[PAGE]

■ ■ ■ ■ ■ ■ ■

The plaintiff contends that the letter imputed that he had lied about his past employment record and that he had secured his employment fraudulently and that he was not a fit and proper person to be employed within the second defendant. An ordinary person reading the letter would certainly conclude that the plaintiff had not fully disclosed his past employment record, the question is would the ordinary reader assume that the plaintiff had lied about the record in question. The ordinary reader of the letter would indeed conclude that the plaintiff was a liar and that he was not a person of integrity and conclude that he should not have been employed by the second defendant. I do not believe that the ordinary reader would go further and conclude that the plaintiff was a bad person who could not be relied upon. The ordinary reader would however believe that the second defendant would not have employed the plaintiff had he disclosed that he had been discharged from employment with government and that as a result the second defendant was prejudiced by the actions of the plaintiff. The ordinary reader would at the end of the day believe that the plaintiff was dishonest. I can only conclude therefore that the statement was defamatory.
I turn now to examine the defence proffered by the two defendants. The requirements for the defence is that although the statement alleged to be true must be true, there is no requirement that such statement be true in every detail. It suffices if only the material allegations or sting of the charge is true. In Zimbabwe truth alone is not a full defence. In addition to truth it must be established that the publication of the defamatory statement was for the public benefit. Before discussing this additional requirement I should dispose of the requirement that the statement must be true.
The defendants have produced a letter as part of their documents for trial a letter written by a Director General in the Office of the President to the effect that the plaintiff had failed ‘the vetting process.’ The plaintiff said that the so called process consisted of two people, a gentleman and one lady, who had visited his elderly parents and enquired of them as to his politics. It is not in this judgment, the function of this court to place the process itself under scrutiny. Whether or not the process was conducted in a professional and credible manner is not for this court to comment thereon. What is beyond question is that the Office of the President had in fact subjected the plaintiff to some scrutiny, and that the second defendant was informed that the process had not yielded good results where the plaintiff was concerned. The defendants, one can only assume would have to take the communication at face value and accept that indeed the plaintiff had failed the process. That part of the complaint by the plaintiff is therefore disposed of, albeit I had found that that statement was not defamatory as it did not tend to lower the esteem of the plaintiff in the eyes of right minded people.

■ ■ ■ ■ ■ ■ ■

[SET PROBLEM]
Continue the defamation judgment from the point at which it stops.

[RECORDED DATA]
■ ■ ■ ■ ■ ■ ■

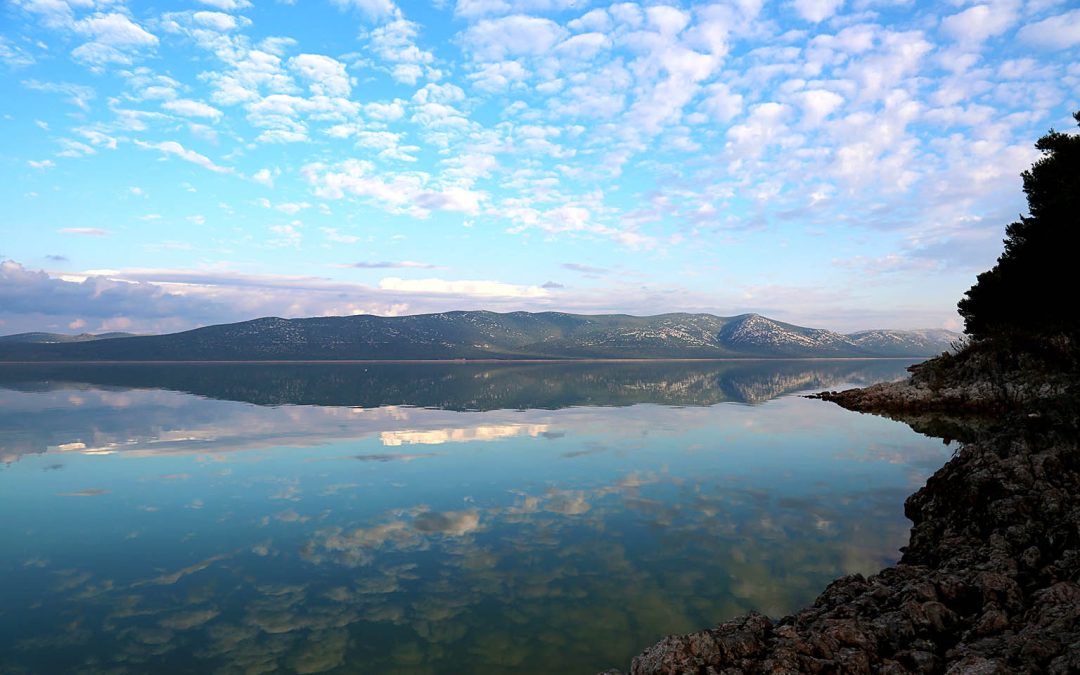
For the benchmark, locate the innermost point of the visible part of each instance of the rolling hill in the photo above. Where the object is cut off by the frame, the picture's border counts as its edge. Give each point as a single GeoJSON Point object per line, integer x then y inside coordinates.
{"type": "Point", "coordinates": [490, 335]}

■ ■ ■ ■ ■ ■ ■

[REPLY TO THE EXERCISE]
I turn then to the portion dealing with the failure by the plaintiff to disclose that he had been discharged by the President’s Office. The plaintiff admitted in his evidence that he was employed by the President’s Office but said that he had not been discharged but had retired from that office. He said that he was in fact in receipt of a pension from government as a result of his having worked in government. The plaintiff attached to the documents produced to court an extremely detailed curriculum vitae. It details his employment record, but the stint in the President’s Office is missing from the same. It was omitted. When cross-examined on the omission he said that his employment in that office was interchangeable with employment in the Foreign Office. It is pertinent to note that indeed he did include employment with the foreign office but did not say that it was interchangeable with any other position.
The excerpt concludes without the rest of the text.